** begin **

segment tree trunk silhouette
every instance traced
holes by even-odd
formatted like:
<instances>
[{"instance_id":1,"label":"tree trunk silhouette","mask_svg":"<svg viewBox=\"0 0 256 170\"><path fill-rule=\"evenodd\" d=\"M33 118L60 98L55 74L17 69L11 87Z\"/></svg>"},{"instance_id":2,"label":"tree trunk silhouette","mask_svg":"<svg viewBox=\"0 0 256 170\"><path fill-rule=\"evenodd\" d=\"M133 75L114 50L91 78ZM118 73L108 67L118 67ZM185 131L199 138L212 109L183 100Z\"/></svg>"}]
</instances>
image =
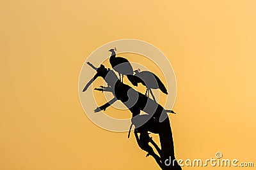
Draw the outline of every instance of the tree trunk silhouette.
<instances>
[{"instance_id":1,"label":"tree trunk silhouette","mask_svg":"<svg viewBox=\"0 0 256 170\"><path fill-rule=\"evenodd\" d=\"M93 80L100 76L104 79L108 86L100 86L95 90L109 92L115 96L111 101L98 107L94 111L105 110L116 100L122 102L132 114L132 124L135 126L134 135L139 146L148 152L147 156L152 156L162 169L181 169L175 158L172 128L167 115L171 111L164 110L155 101L121 82L115 73L106 69L104 66L101 64L97 68L90 62L87 64L96 70L97 73L83 91L86 90ZM148 115L140 115L141 111ZM163 121L161 120L161 118ZM159 134L161 149L148 136L148 132ZM149 143L156 148L159 155L154 152L148 145Z\"/></svg>"}]
</instances>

** end **

__Directions for this task__
Reproduce every line of the entries above word for word, omitting the pictures.

__Response to the exercise__
segment tree trunk silhouette
every instance traced
holes by even-odd
formatted like:
<instances>
[{"instance_id":1,"label":"tree trunk silhouette","mask_svg":"<svg viewBox=\"0 0 256 170\"><path fill-rule=\"evenodd\" d=\"M33 118L60 98L55 74L17 69L11 87Z\"/></svg>"},{"instance_id":2,"label":"tree trunk silhouette","mask_svg":"<svg viewBox=\"0 0 256 170\"><path fill-rule=\"evenodd\" d=\"M133 75L114 50L91 78ZM118 73L108 67L118 67ZM185 131L199 138L212 109L183 100Z\"/></svg>"}]
</instances>
image =
Draw the outline of every instance of the tree trunk silhouette.
<instances>
[{"instance_id":1,"label":"tree trunk silhouette","mask_svg":"<svg viewBox=\"0 0 256 170\"><path fill-rule=\"evenodd\" d=\"M93 80L100 76L104 79L108 86L100 86L95 90L109 92L115 96L111 101L98 107L94 111L105 110L116 100L122 102L132 114L132 124L135 126L134 135L139 146L148 152L147 156L152 156L162 169L181 169L175 158L172 128L167 115L171 111L164 110L155 101L121 82L115 73L106 69L104 66L101 64L97 68L90 62L87 64L96 70L97 73L83 91L86 90ZM148 115L140 115L141 111ZM163 121L161 120L161 118ZM159 134L161 149L148 136L148 132ZM149 143L156 148L159 155L154 152L148 145Z\"/></svg>"}]
</instances>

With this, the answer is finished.